▸ **Aim of the exercise**
This exercise calls for every record to be set down exactly.
╔══
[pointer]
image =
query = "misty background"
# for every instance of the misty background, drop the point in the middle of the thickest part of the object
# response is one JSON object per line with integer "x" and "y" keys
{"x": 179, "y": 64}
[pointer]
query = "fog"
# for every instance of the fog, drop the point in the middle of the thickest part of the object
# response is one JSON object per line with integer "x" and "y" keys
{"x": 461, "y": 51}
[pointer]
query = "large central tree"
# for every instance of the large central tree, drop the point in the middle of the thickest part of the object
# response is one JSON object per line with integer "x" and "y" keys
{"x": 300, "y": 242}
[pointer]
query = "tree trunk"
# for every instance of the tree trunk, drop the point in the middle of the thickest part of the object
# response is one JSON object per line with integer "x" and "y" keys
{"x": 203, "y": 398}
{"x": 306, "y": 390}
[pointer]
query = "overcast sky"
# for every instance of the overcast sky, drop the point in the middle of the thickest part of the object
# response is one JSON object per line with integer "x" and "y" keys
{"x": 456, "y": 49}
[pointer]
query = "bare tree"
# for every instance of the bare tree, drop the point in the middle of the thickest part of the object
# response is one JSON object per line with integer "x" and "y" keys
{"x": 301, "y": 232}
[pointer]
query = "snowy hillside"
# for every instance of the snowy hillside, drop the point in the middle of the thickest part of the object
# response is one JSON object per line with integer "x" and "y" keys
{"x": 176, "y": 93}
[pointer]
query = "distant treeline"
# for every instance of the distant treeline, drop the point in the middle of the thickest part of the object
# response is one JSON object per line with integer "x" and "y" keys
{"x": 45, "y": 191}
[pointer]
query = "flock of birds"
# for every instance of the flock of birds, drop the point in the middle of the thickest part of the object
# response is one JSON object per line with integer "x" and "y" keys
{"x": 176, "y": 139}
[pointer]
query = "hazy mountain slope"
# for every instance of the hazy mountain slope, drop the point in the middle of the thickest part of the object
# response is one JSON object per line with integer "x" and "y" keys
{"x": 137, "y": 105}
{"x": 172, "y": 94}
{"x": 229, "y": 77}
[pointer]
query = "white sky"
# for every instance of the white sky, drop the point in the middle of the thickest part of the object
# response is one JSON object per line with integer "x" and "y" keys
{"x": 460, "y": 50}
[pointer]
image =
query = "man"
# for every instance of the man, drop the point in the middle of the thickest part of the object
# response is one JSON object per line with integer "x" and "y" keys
╚══
▸ **Output**
[pointer]
image =
query = "misty background"
# for every instance of the misty background, drop the point in the middle of the thickest part of the object
# response is one JSON object per line with integer "x" and "y" keys
{"x": 179, "y": 64}
[pointer]
query = "fog"
# for every instance of the fog, drop the point in the middle of the thickest part of the object
# response is one JSON object per line with integer "x" and "y" keys
{"x": 461, "y": 51}
[pointer]
query = "large central tree"
# for every instance of the large central tree, drop the point in the middle of the thickest part of the object
# response is one JSON object per line with integer "x" and "y" keys
{"x": 300, "y": 242}
[pointer]
query = "tree trunk"
# for every instance of the tree trunk, drop the point in the middle of the thickest part of the object
# response is one JSON object per line with integer "x" and "y" keys
{"x": 203, "y": 398}
{"x": 306, "y": 390}
[pointer]
query = "overcast sky"
# for every instance of the overcast sky, drop the point in the middle of the thickest part of the object
# response is one JSON object per line with integer "x" and "y" keys
{"x": 456, "y": 49}
[pointer]
query = "bare tree"
# for every instance of the bare tree, drop the point in the middle of the thickest part of the object
# response is one JSON object per line with integer "x" and "y" keys
{"x": 301, "y": 232}
[pointer]
query = "snowy hillside"
# for every instance of the snowy hillside, drop the point in the middle of the thickest part of the object
# response is one JSON object per line with integer "x" and "y" keys
{"x": 176, "y": 93}
[pointer]
query = "distant treeline"
# for every instance of the distant treeline, drop the point in the middle of the thickest part of the object
# response is one JSON object per line with integer "x" and "y" keys
{"x": 45, "y": 191}
[pointer]
query = "flock of birds"
# for every instance of the flock of birds, drop the point in the middle of the thickest part of the object
# response is one JSON object per line with integer "x" and "y" keys
{"x": 176, "y": 139}
[pointer]
query = "hazy mountain slope"
# for every instance of the hazy mountain slope, drop the point in the middle of the thickest part of the object
# response is one JSON object per line with integer "x" and "y" keys
{"x": 137, "y": 105}
{"x": 172, "y": 94}
{"x": 229, "y": 77}
[pointer]
query = "white sky"
# for every instance of the white sky, drop the point in the middle of the thickest part of the object
# response is one JSON object per line with integer "x" and "y" keys
{"x": 460, "y": 50}
[pointer]
image =
query = "man"
# for every instance of the man, drop the point in the middle of the thickest part of the object
# response is one JSON object per line with integer "x" and "y" keys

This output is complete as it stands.